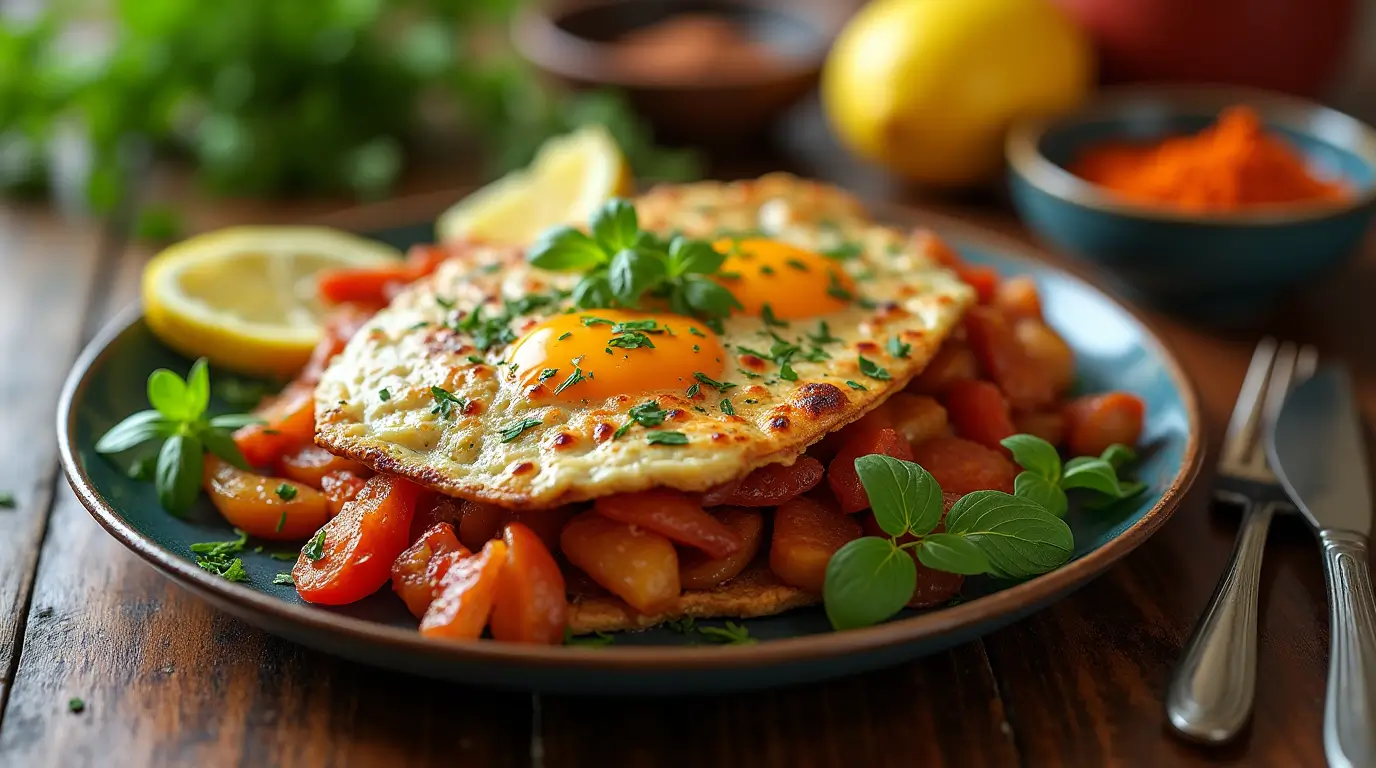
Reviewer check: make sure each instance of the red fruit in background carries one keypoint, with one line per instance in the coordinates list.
(1294, 46)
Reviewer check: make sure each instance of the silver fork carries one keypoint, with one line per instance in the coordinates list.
(1210, 697)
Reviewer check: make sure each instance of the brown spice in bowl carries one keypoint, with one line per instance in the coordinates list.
(692, 48)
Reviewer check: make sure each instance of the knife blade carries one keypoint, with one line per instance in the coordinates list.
(1316, 449)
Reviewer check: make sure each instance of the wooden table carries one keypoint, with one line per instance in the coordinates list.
(167, 680)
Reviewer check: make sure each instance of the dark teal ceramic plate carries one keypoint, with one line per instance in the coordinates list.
(1115, 351)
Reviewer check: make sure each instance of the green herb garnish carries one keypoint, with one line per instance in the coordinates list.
(178, 419)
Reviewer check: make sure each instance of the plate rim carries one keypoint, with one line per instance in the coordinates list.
(661, 658)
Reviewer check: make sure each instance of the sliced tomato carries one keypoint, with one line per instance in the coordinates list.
(873, 434)
(1095, 421)
(769, 485)
(1024, 383)
(980, 413)
(361, 544)
(259, 505)
(962, 465)
(340, 487)
(412, 573)
(531, 604)
(467, 592)
(310, 463)
(673, 515)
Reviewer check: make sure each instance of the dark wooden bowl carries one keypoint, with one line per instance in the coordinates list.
(574, 43)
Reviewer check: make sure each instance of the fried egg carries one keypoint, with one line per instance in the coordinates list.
(483, 381)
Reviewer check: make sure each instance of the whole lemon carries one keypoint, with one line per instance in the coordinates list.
(929, 87)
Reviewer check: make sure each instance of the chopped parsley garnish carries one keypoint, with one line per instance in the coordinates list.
(844, 252)
(873, 370)
(314, 549)
(713, 383)
(771, 321)
(823, 335)
(220, 558)
(666, 438)
(630, 340)
(515, 430)
(446, 402)
(573, 379)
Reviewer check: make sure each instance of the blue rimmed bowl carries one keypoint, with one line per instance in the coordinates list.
(1218, 267)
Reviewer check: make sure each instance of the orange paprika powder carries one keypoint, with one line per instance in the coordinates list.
(1230, 165)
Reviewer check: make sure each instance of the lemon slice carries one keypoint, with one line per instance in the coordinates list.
(245, 296)
(570, 178)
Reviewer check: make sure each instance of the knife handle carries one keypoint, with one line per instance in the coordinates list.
(1211, 690)
(1350, 710)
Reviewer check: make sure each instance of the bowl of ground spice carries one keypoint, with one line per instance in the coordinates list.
(705, 72)
(1207, 201)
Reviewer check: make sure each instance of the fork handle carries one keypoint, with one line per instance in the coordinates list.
(1211, 691)
(1350, 710)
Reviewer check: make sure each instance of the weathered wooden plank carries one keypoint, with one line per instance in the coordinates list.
(941, 710)
(50, 267)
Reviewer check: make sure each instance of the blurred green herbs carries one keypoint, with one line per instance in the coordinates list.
(281, 97)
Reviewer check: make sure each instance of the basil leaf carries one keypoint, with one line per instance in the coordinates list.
(1017, 536)
(868, 580)
(136, 428)
(632, 273)
(566, 249)
(198, 388)
(230, 421)
(1035, 454)
(222, 445)
(167, 392)
(1035, 487)
(1118, 456)
(1097, 475)
(1130, 489)
(615, 226)
(692, 256)
(903, 496)
(592, 292)
(179, 472)
(707, 297)
(951, 553)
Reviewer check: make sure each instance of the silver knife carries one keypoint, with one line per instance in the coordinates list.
(1316, 449)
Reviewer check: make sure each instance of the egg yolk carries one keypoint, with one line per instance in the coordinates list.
(597, 354)
(793, 281)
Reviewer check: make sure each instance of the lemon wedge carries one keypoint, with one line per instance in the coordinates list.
(245, 296)
(570, 178)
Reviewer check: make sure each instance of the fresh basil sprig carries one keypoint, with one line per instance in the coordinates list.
(622, 264)
(1043, 478)
(178, 419)
(871, 578)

-*-

Exercise directions =
Leave out the pictures, and give all the records again exactly.

Solution for this task =
Reviewer check: make sure each instance of the red fruit in background carries one keypoint, with one line per instance in the coordinates list.
(1294, 46)
Reviewer check: make sure each instance of the silver fork carries one keypoint, with one line per instance in the coordinates list.
(1210, 697)
Reviewer check: make sure each instance of the brown spice in bowl carries one keypoint, with one line per instance in the coordinates list.
(692, 48)
Reviewer check: make sure each instance of the knife blade carries one keypoint, with one line per instance in the coordinates list.
(1316, 449)
Reviewer check: make sure each instance of the wooden table carries one keypoint, with one line per instance in the coordinates list.
(167, 680)
Reviewer check: make sure each instance of the dark teal ceramic plate carries one keypoint, with one line per instance in the coordinates list.
(1115, 351)
Reviewer check: make sure each instance of the green herb garnish carries one keypoint, with one line per instance in the coordinates list.
(178, 419)
Reviewer check: make sure each instance of the plate rim carries one keypoint, with one line per instance in the coordinates list.
(661, 658)
Reviewer check: make sure each instance of the sliced tomato carries one keypoint, with one line per instance in the coordinates list.
(873, 434)
(1095, 421)
(769, 485)
(1024, 383)
(980, 413)
(361, 544)
(259, 505)
(962, 465)
(340, 487)
(412, 573)
(531, 604)
(467, 592)
(310, 463)
(673, 515)
Reviewer check: make sure each instance of the dark wooden bowl carries one keypoint, with one line per instance in the coordinates list.
(574, 43)
Reviewer check: make sure each instance of the fried egg carries one keypoint, with one line per instance in the coordinates list.
(483, 381)
Reviewer check: make sure each instance of the whole lemon carries one keypoint, with one line per instance in the coordinates list.
(929, 87)
Reviewer check: make sure each instance of the chopped parsley garnish carries one keypoint, with one line per instance in the coordinates list.
(844, 252)
(873, 370)
(314, 549)
(713, 383)
(771, 321)
(823, 335)
(220, 558)
(666, 438)
(630, 340)
(515, 430)
(446, 402)
(573, 379)
Reviewer check: make sure each instance of the blue rimmed bowl carries one keypoint, with one line per instance in the coordinates list.
(1218, 267)
Reviewer check: make sure each instance of the orange paprika powder carries one keypoint, with one line per instance in the coordinates list.
(1230, 165)
Reviewer check: make sure each instance of the lemon slice carries one keypoint, with one line per instance in the coordinates list.
(245, 296)
(570, 178)
Reviewer check: make sure each instance of the knife handle carries one keypoint, with one line per instance in the coordinates list.
(1211, 690)
(1350, 710)
Reviewer check: make sure each instance of the bowl of ground spice carries one keypoint, with one line per instance in the coordinates list.
(705, 72)
(1207, 201)
Reviewer check: make sure each instance of the fork handle carries one keypoint, with one line per instance in the coordinates list.
(1211, 691)
(1350, 710)
Reviewer check: make sure each instance of the weathered wooden plank carries one keypoint, with one line per instance in the coordinates list.
(941, 710)
(50, 267)
Reviewer check: make sure each instance of the blurred green herbs carries one keypoint, with one line per instance in the coordinates list.
(281, 97)
Reviewer check: make sure each instance of the basil leaf carries one keypoint, with one line per instance in the coordinates list.
(1017, 536)
(868, 580)
(136, 428)
(632, 273)
(566, 249)
(198, 388)
(230, 421)
(1035, 454)
(222, 445)
(167, 392)
(1035, 487)
(1118, 456)
(1097, 475)
(1130, 489)
(615, 226)
(692, 256)
(903, 496)
(592, 292)
(179, 472)
(707, 297)
(951, 553)
Reviewer check: make sure each instance of the silver knife carries one keypoint, with one line per instance in the coordinates list.
(1316, 449)
Reviewer check: make sure each instance of the egg yolk carries one keypoint, with one line per instance in the coordinates list.
(597, 354)
(793, 281)
Reviewer check: make sure each instance of the lemon wedge carries one keypoint, with one line per instance in the coordinates list.
(245, 296)
(570, 178)
Reviewer check: make sure each instance of the fresh basil sprig carries one keypoint, with one line per instance in the coordinates list.
(622, 264)
(1043, 478)
(178, 419)
(871, 578)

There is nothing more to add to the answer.